[Given task]
Please repeat all the data below word for word, leaving out the pictures.

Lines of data
== == ==

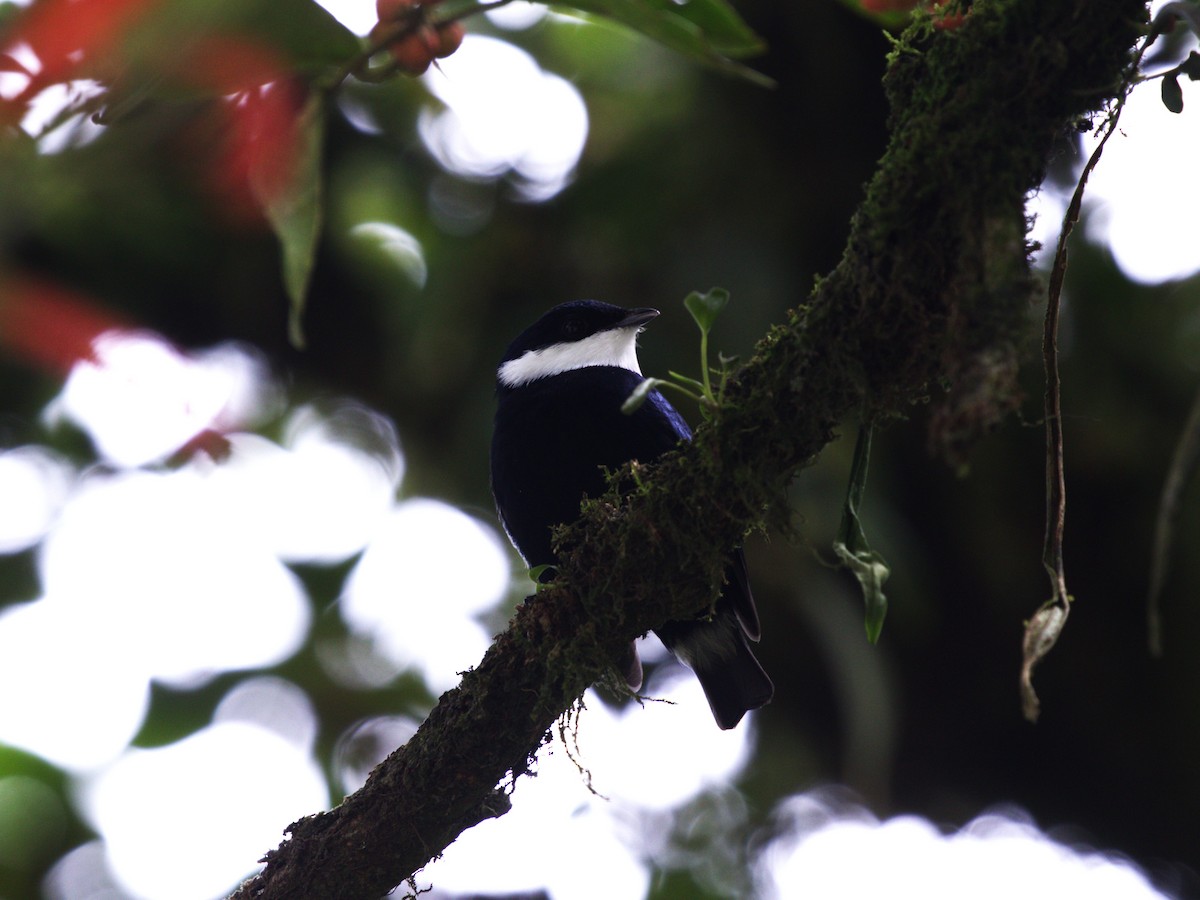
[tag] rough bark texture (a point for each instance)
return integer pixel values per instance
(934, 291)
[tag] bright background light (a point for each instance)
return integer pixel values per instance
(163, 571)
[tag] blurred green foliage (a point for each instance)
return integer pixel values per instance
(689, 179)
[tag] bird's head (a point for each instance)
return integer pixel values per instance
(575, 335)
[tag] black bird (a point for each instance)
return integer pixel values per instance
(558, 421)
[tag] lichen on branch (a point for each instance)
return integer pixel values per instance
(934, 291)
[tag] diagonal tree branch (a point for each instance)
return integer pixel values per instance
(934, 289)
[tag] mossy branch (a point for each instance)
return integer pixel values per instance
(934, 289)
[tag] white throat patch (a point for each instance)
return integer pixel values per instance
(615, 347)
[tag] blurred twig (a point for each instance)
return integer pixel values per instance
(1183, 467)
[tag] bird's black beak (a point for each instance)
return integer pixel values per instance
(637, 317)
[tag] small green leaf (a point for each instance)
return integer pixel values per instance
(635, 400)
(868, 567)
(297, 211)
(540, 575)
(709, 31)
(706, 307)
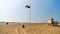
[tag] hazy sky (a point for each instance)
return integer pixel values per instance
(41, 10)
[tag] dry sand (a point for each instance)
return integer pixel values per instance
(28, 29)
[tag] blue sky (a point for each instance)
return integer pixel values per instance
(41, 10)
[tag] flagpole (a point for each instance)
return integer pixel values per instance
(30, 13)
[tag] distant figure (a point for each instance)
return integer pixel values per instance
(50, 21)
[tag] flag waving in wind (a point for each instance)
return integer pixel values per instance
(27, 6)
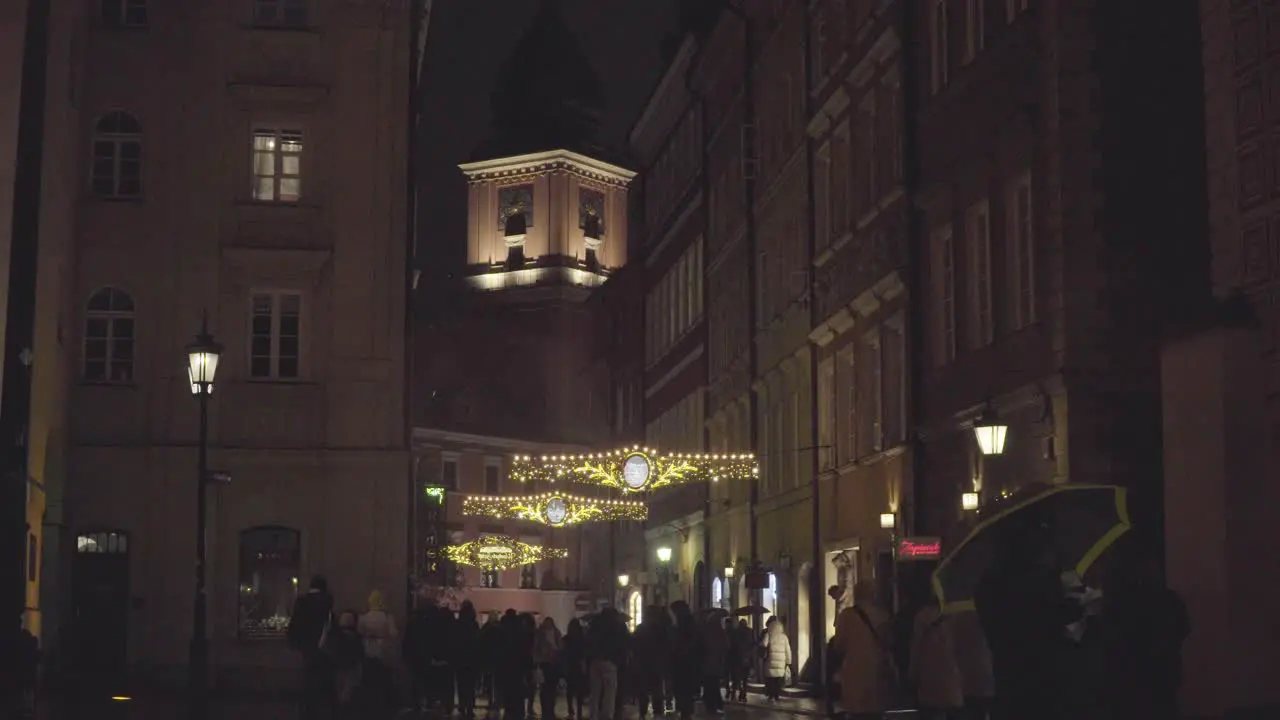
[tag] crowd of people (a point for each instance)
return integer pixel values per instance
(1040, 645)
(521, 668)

== == ==

[Complete response]
[tag] rough bark texture (a point for each instance)
return integer pixel values per instance
(934, 291)
[tag] bright background light (a point for each instance)
return integer pixel values per instance
(163, 571)
[tag] blurred green foliage (a point for each instance)
return integer pixel values per instance
(689, 179)
[tag] bird's head (a point for each instance)
return integer pixel values per instance
(575, 335)
[tag] black bird (a point for each instance)
return integer pixel values per instance
(558, 421)
[tag] lichen on branch (a point for each instance)
return integer pixel values per instance
(934, 291)
[tag] diagonal tree branch (a point for each instance)
return integer pixel values per instance
(934, 289)
[tag] mossy branch (a point for each instance)
return integer pixel values per instance
(934, 289)
[tag] white throat patch (a point for each instance)
return integer pixel values per instance
(615, 347)
[tag] blurred twig (a point for each instance)
return integer pixel values per instance
(1183, 467)
[tag] bird's black beak (a point for each instance)
return integer pixel values per instance
(637, 317)
[tag] small green leaf (a point for each instance)
return integer pixel values per instance
(635, 400)
(868, 567)
(297, 211)
(540, 575)
(709, 31)
(706, 307)
[tag] hazy sky (a point for each instance)
return integer pixel values per instance
(41, 10)
[tag] dry sand (a point for each instance)
return integer pixel values per instance
(28, 29)
[tag] blue sky (a point for each instance)
return integer pixel values per instance
(41, 10)
[tag] flagpole (a point for each instance)
return integer pixel values per instance
(30, 13)
[tag] distant figure (a point for each instance)
return integer pixel values per instance
(50, 21)
[tag] flag waving in wind (a point for each instance)
return integer pixel values per instance
(27, 6)
[tag] crowd of people (a point for each instance)
return integer pixel values per instance
(1040, 645)
(521, 668)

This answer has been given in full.